DO THIS:
Using the entries below, output exactly the line containing "the sea lion with" and all lines that follow it to the end.

## Start INFORMATION PROVIDED

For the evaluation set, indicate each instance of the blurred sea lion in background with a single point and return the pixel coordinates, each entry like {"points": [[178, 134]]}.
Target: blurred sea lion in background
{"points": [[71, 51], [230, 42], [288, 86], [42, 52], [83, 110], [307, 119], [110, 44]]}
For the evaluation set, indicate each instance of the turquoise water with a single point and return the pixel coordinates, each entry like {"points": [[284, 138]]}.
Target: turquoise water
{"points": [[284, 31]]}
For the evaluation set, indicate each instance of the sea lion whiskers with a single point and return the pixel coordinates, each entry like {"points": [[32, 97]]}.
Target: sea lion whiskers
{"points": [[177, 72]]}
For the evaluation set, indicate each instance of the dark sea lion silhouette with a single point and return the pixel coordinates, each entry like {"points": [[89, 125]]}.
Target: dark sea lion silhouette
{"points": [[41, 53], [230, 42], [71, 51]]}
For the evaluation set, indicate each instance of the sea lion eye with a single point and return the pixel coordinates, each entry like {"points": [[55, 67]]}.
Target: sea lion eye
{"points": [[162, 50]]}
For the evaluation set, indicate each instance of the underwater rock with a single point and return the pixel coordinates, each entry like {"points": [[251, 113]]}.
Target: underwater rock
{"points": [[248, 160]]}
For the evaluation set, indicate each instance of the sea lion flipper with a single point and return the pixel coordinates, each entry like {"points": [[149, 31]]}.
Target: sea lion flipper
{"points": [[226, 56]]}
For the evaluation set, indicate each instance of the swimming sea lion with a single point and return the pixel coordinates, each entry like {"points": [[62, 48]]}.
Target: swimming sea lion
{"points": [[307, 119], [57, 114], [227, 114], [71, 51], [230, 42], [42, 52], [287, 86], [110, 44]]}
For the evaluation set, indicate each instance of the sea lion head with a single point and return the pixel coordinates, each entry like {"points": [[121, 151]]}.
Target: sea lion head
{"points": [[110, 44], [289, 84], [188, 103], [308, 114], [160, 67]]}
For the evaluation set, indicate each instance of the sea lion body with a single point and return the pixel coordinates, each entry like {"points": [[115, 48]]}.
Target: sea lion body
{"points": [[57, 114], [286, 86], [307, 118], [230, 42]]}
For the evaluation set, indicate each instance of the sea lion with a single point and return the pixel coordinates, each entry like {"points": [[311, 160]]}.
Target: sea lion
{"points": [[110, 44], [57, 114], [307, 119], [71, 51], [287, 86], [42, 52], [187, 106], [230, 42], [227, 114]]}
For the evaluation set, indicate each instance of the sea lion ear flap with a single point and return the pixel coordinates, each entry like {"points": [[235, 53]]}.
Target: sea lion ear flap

## End INFORMATION PROVIDED

COMPLETE RESPONSE:
For the evaluation set, indicate each instance of the sea lion with a single point and return the pixel coordinates, each entry like {"points": [[311, 160]]}.
Target: sea lion
{"points": [[110, 44], [57, 114], [307, 119], [71, 51], [287, 86], [42, 52], [187, 106], [230, 42], [227, 114]]}
For the evaluation set, indicate each instance of the sea lion ear flap with a single point and return the pixel coordinates, each entry like {"points": [[235, 53]]}.
Target: sea lion ear flap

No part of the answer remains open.